Skip to content
Bulat-Ziganshin edited this page Mar 28, 2023 · 12 revisions

Goals:

  • provide C API to FreeArc functionality, similar to 7z.dll
  • provide C APIs for each stage of command processing
  • make these APIs stable and accessible from any language by using ProtoBuf to serialize all parameters
  • provide alternative low-level C APIs for all these functions with direct access to С structures
  • may be, provide some extra functionality to 7z.dll:
    • add ProtoBuf interfaces to 7z.dll functions
    • combine FreeArc cmdline processing with 7z.dll archive processing, essentially allowing FreeArc to process any archive type

We can classify provided APIs by the level of micro-management:

  • Command - highest-level, executes an entire archiver command
  • Operation - provides individual operations from which a command can be constructed

We also discuss:

The implementation plan:

  • Move main() to Lua side
  • Modify FreearcCommand() to use fields in the Command instead of global variables
  • Implement PortableFreearcCommand() that uses ProtoBuf for all parameters, including callbacks
  • Modify Lua main() code to work with internal Command and then call PortableFreearcCommand()
  • Further split FreearcCommand() into operations and provide ProtoBuf APIs to them
  • Provide ProtoBuf APIs to 7z.dll functions and combine Lua cmdline processing with 7z.dll archive processing

Command

FreearcCommand():

  • executes an entire archiver command, i.e. its only effect is the modification of disk files and/or some callback calls
  • returns almost nothing, probably only error code - all other information is passed back via Callback
  • thus has C ABI, even if unstable. Also, it looks pretty similar to 7z.dll API
    • stable API requires only unpacking Command and packing Callback parameters
  • its execution creates, modifies and finally destroys a FileDB object (see Operation)

Call parameters:

  • version = high<<16 + low
    • high=0, incremented at incompatible API changes
    • low = sizeof(Command), thus allowing to copy passed Command over initialized actual Command structure that may contain extra fields at the end
  • Command* - all command parameters, established by the processing of cmdline with config files
    • i.e. {char* cmd = "a"; char* arcname = "a.arc"; char** filenames = {"."}; char** cmethods = {"lzma"}...}
  • void* - passed to callback
  • int(*)(void*, int, message*) - callback called for UI/log, warnings/errors, file/method filtering and so on
    • int - message type
    • message is a union of structures providing extra info depending on the message

Portable proxy to FreearcCommand(), generated from ProtoBuf description of Command via ProtoBuf reflection:

  • declaration of C++ struct Command, including default values of fields
  • PortableFreearcCommand() decoding wire format of Command and then calling FreearcCommand()

• TASKS TO COMPLETE
a – Decide whether each statement below agrees with the FreeArc API notes: (i) the implementation plan includes moving main() to the Lua side; (ii) the high part of the version number equals sizeof(Command); (iii) Operation is the highest level of micro-management. Answer yes or no for each, quoting the words of the notes that decide it.
b – Pick up the FreeArc API notes after their final line and write what comes next.

(Object point labels)
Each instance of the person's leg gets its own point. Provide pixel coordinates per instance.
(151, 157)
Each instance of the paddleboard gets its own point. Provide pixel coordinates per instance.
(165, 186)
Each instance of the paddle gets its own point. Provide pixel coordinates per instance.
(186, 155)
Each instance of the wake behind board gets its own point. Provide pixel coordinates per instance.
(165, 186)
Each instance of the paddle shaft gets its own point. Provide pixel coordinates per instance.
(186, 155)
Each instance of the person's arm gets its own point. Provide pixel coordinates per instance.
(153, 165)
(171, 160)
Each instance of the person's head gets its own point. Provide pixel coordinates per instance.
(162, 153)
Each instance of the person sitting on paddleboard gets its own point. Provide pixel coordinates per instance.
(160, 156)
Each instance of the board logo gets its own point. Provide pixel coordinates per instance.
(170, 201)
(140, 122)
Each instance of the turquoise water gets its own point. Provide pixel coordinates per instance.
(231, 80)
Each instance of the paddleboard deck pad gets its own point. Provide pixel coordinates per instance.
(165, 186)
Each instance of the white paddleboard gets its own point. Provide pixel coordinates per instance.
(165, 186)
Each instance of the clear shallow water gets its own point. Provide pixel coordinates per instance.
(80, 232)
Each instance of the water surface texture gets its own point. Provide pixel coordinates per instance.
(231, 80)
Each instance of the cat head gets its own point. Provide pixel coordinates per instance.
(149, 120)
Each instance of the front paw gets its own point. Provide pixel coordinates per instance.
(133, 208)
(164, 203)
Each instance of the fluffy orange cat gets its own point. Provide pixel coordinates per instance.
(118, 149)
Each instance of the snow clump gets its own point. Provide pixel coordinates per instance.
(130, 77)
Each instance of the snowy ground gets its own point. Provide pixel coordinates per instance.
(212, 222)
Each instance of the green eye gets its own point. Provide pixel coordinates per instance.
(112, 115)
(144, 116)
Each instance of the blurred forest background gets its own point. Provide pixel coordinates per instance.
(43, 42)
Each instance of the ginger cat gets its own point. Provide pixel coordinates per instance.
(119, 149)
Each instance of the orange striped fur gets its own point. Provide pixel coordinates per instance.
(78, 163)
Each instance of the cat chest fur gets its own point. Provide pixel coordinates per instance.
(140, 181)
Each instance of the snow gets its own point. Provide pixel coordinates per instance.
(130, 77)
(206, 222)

• WRITTEN RESPONSES
a –
(i) Yes: "Move main() to Lua side"
(ii) No: "low = sizeof(Command)"
(iii) No: "Command - highest-level, executes an entire archiver command"

b –
  • Lua/Python/Ruby... code encoding Command{cmd,arcname...} object into the wire format and then calling PortableFreearcCommand()

All modifications required to the current code:

  • move main() to the Lua side, so it parses options and then calls FreeArcCommand(Command,Callback)
  • make all C++ APIs, provided to Lua, global, i.e. independent of the C++ Program object
    • well, inside Callback execution we may need some instance-specific info, calling back for it once again
  • modify Lua code to work with internal command variable before passing it to FreeArcCommand()
  • modify Callback API to make it language-agnostic (now, it depends on C++/Lua bridge facilities)
    • we have a few message types, each having a fixed set of parameters - this calls for a serialization library, again

Operation

Managing a database:

  • db = Create() - create an empty database.
  • Clear(db) - reset the database to an empty state.
  • Close(db) - free memory occupied by the database.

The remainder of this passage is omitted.